▸ **Source passage**:
━━━━━━━━━━━━━━━━
Finance Analysis

Timetk is designed to work with any time series domain. Arguably the most important is Finance. This tutorial showcases how you can perform Financial Investment and Stock Analysis at scale with pytimetk. This applied tutorial covers financial analysis with:

Load the following packages before proceeding with this tutorial.

Code
import pytimetk as tk
import pandas as pd
import numpy as np

1 3 Core Properties: Financial Data

Financial data from sources like openbb or yfinance come in OHLCV format and typically include an β€œadjusted” price (adjusted for stock splits). This data has the 3 core properties of time series:

  1. Timestamp: daily, hourly frequencies
  2. Value: A price (or returns)
  3. Groups: Stock symbols

Let’s take a look with the tk.glimpse() function.

Code
stocks_df = tk.load_dataset("stocks_daily", parse_dates = ['date'])

stocks_df.glimpse()
<class 'pandas.core.frame.DataFrame'>: 16194 rows of 8 columns
symbol:    object            ['META', 'META', 'META', 'META', 'META', 'M ...
date:      datetime64[ns]    [Timestamp('2013-01-02 00:00:00'), Timestam ...
open:      float64           [27.440000534057617, 27.8799991607666, 28.0 ...
high:      float64           [28.18000030517578, 28.46999931335449, 28.9 ...
low:       float64           [27.420000076293945, 27.59000015258789, 27. ...
close:     float64           [28.0, 27.770000457763672, 28.7600002288818 ...
volume:    int64             [69846400, 63140600, 72715400, 83781800, 45 ...
adjusted:  float64           [28.0, 27.770000457763672, 28.7600002288818 ...

2 Visualizing Financial Data

Visualizing financial data is critical for:

  1. Quick Insights
  2. Enhanced Decision Making
  3. Performance Monitoring
  4. Ease of Reporting

We can visualize financial data over time with tk.plot_timeseries():

  • An interactive plotly plot is returned by default. A static plot can be returned by setting engine = "plotnine".
  • A blue smoother is added by default. The smoother can be removed with smooth = False.
  • Click here to see our Data Visualization Guide
  • Use help(tk.plot_timeseries) to review additional helpful documentation.

An interactive plotly plot is returned by default. Interactive is useful for fast data exploration and for use in web apps (e.g. streamlit, shiny, dash), Click to expand code template.
━━━━━━━━━━━━━━━━
▸ **Information given**:
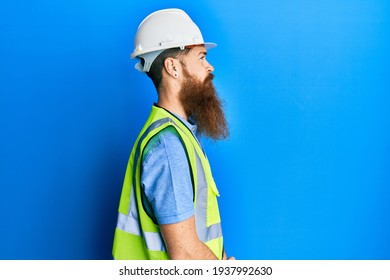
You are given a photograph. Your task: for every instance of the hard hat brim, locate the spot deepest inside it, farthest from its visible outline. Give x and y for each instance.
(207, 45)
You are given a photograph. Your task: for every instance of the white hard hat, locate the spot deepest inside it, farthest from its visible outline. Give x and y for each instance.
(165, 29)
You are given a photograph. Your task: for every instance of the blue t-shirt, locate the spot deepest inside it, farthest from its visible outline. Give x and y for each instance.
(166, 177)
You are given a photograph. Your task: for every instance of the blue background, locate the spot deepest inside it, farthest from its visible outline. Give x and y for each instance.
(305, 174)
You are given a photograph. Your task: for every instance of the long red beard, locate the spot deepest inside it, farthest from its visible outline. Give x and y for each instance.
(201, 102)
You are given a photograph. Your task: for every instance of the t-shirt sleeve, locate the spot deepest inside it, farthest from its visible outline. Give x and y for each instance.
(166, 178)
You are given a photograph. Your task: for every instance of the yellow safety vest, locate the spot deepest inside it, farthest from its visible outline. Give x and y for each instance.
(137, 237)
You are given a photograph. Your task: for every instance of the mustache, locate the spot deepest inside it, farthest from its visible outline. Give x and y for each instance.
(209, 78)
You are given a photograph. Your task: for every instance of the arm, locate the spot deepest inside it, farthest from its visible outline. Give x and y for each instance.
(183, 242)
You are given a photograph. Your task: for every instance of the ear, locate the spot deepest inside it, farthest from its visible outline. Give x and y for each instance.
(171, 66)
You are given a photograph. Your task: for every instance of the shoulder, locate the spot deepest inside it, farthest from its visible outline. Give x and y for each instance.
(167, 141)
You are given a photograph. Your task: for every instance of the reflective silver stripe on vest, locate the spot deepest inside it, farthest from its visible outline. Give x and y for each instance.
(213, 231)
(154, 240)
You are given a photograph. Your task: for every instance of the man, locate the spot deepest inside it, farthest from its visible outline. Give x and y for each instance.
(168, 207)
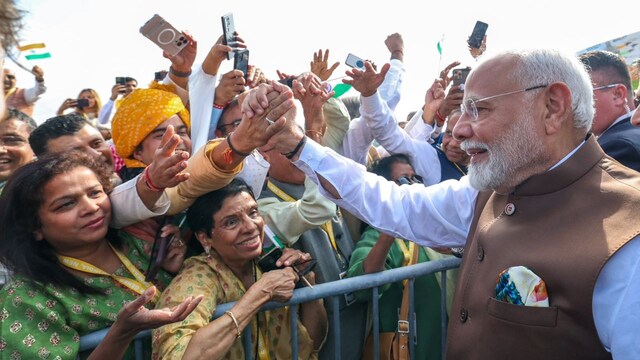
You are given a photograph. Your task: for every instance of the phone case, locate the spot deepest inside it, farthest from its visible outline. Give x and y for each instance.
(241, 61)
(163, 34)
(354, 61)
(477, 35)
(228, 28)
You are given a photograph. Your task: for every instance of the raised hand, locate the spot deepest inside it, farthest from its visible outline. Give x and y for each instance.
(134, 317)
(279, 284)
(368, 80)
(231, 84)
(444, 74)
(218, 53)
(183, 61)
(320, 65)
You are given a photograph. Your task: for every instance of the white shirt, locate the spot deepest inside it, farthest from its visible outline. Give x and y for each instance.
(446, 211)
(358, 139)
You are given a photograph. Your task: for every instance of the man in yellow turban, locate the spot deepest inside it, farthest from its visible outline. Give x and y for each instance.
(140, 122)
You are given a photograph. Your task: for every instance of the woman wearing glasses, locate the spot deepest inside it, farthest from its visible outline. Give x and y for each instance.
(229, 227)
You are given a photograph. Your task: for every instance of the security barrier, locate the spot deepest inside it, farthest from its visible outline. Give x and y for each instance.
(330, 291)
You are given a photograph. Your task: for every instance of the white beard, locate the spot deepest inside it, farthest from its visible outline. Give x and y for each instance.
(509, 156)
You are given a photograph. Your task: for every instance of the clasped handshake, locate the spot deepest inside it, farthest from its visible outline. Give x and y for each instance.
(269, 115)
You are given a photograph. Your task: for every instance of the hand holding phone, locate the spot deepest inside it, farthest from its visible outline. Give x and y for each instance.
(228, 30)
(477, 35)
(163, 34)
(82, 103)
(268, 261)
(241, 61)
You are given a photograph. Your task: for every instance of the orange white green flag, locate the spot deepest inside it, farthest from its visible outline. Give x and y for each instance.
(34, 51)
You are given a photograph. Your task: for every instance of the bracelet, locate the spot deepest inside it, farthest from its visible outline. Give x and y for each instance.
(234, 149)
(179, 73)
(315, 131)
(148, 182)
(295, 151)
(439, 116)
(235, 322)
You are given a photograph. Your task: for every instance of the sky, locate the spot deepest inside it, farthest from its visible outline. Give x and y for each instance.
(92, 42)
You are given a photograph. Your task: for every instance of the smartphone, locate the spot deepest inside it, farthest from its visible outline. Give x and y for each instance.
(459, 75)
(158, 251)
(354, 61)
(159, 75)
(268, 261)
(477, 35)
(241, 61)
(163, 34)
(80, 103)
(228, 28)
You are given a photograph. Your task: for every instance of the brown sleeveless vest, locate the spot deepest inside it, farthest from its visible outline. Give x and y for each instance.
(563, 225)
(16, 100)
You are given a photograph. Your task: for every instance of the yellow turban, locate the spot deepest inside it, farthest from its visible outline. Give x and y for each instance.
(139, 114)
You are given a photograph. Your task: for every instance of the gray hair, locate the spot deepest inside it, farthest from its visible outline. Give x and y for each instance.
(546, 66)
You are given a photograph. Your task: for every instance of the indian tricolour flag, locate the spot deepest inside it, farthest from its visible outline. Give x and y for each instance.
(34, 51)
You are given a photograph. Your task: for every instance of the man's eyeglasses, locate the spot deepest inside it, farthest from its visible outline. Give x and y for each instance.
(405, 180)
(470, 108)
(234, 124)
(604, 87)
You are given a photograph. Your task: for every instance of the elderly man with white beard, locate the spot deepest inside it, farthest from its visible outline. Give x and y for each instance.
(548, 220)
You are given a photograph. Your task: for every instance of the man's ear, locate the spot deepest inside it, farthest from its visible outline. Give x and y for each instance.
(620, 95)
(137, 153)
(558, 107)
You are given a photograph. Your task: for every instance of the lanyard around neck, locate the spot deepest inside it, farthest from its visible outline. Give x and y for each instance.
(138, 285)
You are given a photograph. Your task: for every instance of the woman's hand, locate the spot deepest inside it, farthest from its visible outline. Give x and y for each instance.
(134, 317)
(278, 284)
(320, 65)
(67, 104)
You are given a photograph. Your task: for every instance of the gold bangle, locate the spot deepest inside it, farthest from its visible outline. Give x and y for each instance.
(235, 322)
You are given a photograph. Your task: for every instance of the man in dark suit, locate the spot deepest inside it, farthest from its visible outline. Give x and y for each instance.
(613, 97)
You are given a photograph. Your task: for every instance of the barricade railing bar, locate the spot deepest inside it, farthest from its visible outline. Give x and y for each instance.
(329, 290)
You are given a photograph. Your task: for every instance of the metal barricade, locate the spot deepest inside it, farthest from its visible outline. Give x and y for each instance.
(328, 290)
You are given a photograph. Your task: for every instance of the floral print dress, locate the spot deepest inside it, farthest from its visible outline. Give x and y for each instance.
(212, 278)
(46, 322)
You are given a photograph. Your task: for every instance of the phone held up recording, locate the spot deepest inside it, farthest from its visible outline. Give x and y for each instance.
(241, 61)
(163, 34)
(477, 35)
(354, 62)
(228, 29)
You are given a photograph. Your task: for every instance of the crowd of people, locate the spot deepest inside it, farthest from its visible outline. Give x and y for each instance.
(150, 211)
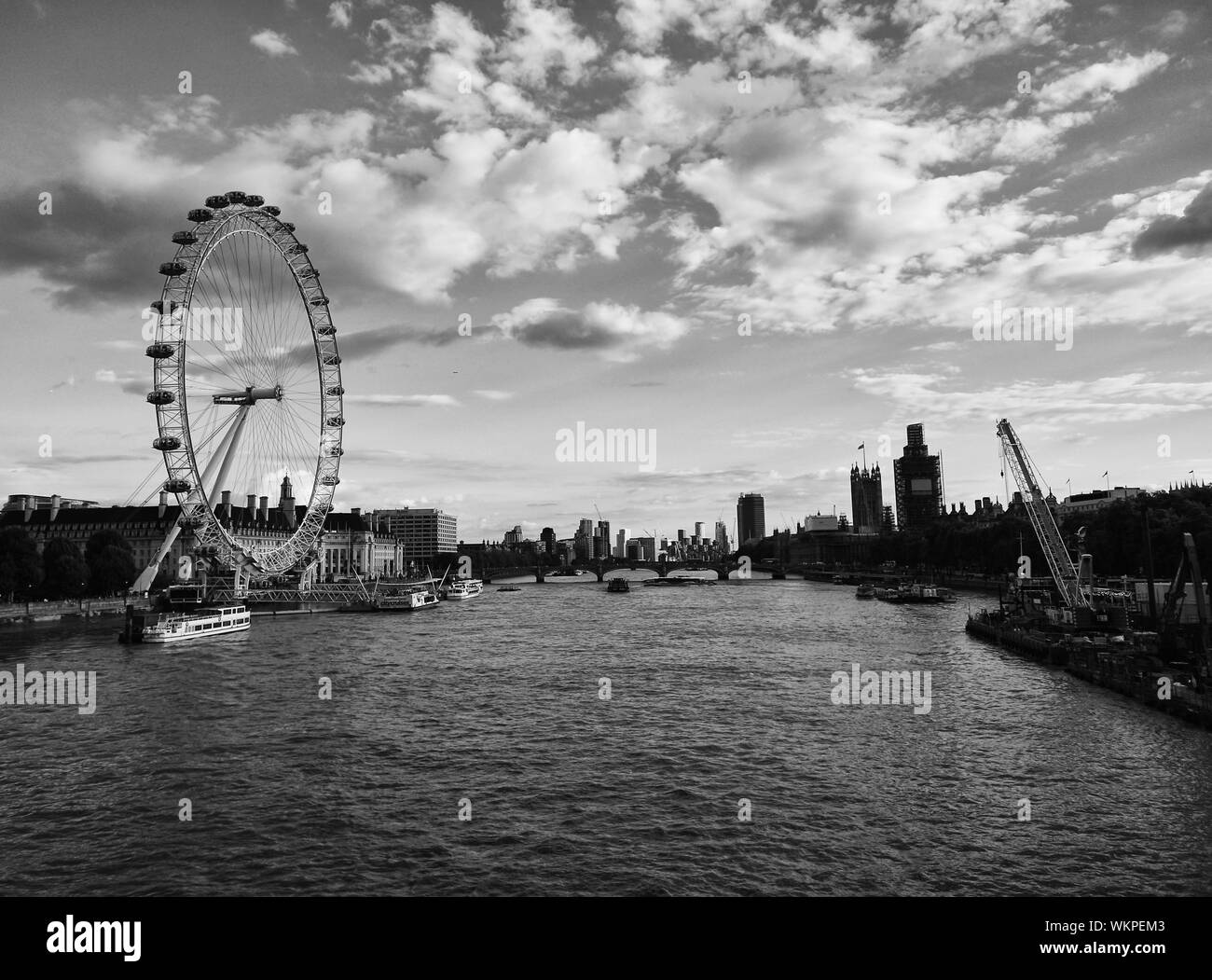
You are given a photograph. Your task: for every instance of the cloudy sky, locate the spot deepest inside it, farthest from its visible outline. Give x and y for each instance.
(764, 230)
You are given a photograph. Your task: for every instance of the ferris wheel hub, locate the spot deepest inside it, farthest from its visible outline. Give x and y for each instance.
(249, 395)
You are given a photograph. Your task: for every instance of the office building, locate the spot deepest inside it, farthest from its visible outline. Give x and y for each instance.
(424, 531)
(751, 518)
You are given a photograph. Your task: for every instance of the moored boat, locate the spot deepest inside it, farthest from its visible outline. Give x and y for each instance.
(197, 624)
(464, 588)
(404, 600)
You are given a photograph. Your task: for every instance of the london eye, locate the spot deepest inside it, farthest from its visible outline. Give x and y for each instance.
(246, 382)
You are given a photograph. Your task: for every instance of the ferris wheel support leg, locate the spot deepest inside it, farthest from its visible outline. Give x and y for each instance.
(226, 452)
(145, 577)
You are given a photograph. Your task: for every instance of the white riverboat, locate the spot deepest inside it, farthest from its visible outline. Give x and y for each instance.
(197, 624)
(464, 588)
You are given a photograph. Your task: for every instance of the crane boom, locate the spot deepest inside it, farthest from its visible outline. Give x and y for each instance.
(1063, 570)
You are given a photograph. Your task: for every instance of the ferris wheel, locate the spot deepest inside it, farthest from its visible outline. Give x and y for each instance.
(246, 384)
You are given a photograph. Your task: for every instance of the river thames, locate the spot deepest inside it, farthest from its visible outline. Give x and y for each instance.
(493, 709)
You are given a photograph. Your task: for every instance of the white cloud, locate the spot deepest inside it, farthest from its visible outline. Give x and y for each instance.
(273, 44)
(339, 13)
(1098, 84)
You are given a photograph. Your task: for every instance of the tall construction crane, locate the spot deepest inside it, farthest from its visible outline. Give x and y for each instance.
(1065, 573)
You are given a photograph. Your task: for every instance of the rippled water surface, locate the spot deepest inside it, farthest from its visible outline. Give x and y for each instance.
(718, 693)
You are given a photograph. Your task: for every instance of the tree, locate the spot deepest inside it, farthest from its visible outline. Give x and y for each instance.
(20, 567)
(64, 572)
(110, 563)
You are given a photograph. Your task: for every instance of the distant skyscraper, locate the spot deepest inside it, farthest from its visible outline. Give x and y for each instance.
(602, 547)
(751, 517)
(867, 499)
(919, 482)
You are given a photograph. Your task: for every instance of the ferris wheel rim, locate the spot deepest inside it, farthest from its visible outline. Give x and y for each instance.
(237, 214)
━━━━━━━━━━━━━━━━
▸ **Stated goal A**:
Answer these questions from the finance analysis tutorial:
(i) According to the glimpse output, how many rows and columns does the stocks_daily dataset have?
(ii) What three core properties of time series does the tutorial list?
(iii) Which setting makes tk.plot_timeseries() return a static plot instead of an interactive one?
▸ **Stated goal B**:
Pick up the finance analysis tutorial after its final sentence and continue it.

▸ **Expected answer A**:
(i) 16194 rows of 8 columns.
(ii) Timestamp, Value and Groups.
(iii) engine = "plotnine".

▸ **Expected answer B**:
Code
# plotly engine
stocks_df \
    .groupby('symbol') \
    .plot_timeseries(
        'date', 'adjusted',
        facet_ncol = 2,
        smooth = True,
        smooth_frac = 0.10,
        width = 900,
        height = 700,
        engine = 'plotly',
    )

You can quickly change to a static plot using the plotnine or matplotlib engines. This returns a professional facetted stock chart useful for financial reports. Click to expand code template.

Code
# plotnine engine
stocks_df \
    .groupby('symbol') \
    .plot_timeseries(
        'date', 'adjusted',
        facet_ncol = 2,
        smooth = True,
        smooth_frac = 0.10,
        width = 900,
        height = 700,
        engine = 'plotnine'
    )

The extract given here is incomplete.